WHAT NEEDS TO BE DONE: Write out the listing exactly as it is given.

SUPPLIED INFORMATION:
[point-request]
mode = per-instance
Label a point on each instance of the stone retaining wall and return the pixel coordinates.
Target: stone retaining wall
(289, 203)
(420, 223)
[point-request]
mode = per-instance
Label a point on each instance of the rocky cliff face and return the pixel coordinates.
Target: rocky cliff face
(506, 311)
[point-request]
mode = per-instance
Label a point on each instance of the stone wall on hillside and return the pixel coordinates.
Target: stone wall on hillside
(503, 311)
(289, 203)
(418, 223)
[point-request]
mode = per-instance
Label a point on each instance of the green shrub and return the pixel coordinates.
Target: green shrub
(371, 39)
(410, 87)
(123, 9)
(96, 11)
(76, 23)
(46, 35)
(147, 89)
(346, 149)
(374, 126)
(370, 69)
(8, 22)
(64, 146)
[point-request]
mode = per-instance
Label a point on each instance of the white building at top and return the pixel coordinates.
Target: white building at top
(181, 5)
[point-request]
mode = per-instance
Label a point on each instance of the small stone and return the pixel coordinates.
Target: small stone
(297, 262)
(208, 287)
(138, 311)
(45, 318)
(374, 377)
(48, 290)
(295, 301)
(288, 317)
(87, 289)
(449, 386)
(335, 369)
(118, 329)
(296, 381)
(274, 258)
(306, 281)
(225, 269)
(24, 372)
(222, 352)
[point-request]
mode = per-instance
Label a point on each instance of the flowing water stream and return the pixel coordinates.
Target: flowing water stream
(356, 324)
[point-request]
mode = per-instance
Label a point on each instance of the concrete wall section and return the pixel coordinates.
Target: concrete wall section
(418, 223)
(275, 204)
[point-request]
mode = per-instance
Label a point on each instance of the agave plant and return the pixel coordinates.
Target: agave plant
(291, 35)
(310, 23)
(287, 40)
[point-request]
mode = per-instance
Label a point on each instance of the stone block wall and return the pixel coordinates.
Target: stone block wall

RESULT OF THE EXERCISE:
[point-request]
mode = per-instance
Label a point on each instance of the stone retaining wall and return the pixel coordinates.
Target: stone retaining wall
(289, 203)
(420, 223)
[point-request]
mode = per-instance
Label a point on each instance of the rocky cliff face and return the pixel coordinates.
Target: rocky cliff face
(506, 311)
[point-request]
mode = per-instance
Label a point on each instance of the stone wall on hillside and return the pixel coordinates.
Target: stone wall on hillside
(503, 311)
(289, 203)
(418, 223)
[point-request]
mode = per-instance
Label a point on each instance of the green shrub and return the pixel coordinates.
Target: green shrub
(371, 39)
(410, 87)
(123, 9)
(96, 11)
(76, 23)
(46, 35)
(147, 89)
(346, 149)
(374, 126)
(370, 69)
(8, 22)
(64, 146)
[point-request]
mode = per-instance
Label a point on each instance of the white building at top and return the pixel coordinates.
Target: white building at top
(181, 5)
[point-request]
mode = per-instance
Label a point on each instance of the small stone and return the pixel coordinates.
Target: small stone
(297, 262)
(208, 287)
(138, 311)
(45, 318)
(374, 377)
(48, 290)
(295, 301)
(288, 317)
(87, 289)
(449, 386)
(335, 369)
(118, 329)
(296, 381)
(274, 258)
(306, 281)
(225, 269)
(24, 372)
(222, 352)
[point-request]
mode = per-instance
Label a point on each instance of the flowing water stream and return the pixel coordinates.
Target: flowing water stream
(356, 324)
[point-request]
mode = per-instance
Label a point on each instance of the concrete wall section and return the pixel coordinates.
Target: concrete wall section
(418, 223)
(275, 204)
[point-request]
mode = per-instance
Label a point on each instance of the agave plant and return the pixel coordinates.
Target: agave plant
(291, 35)
(310, 23)
(287, 40)
[point-request]
mode = per-instance
Label a point on each instance of the stone block wall and return the pixel coordinates.
Target: stone block wall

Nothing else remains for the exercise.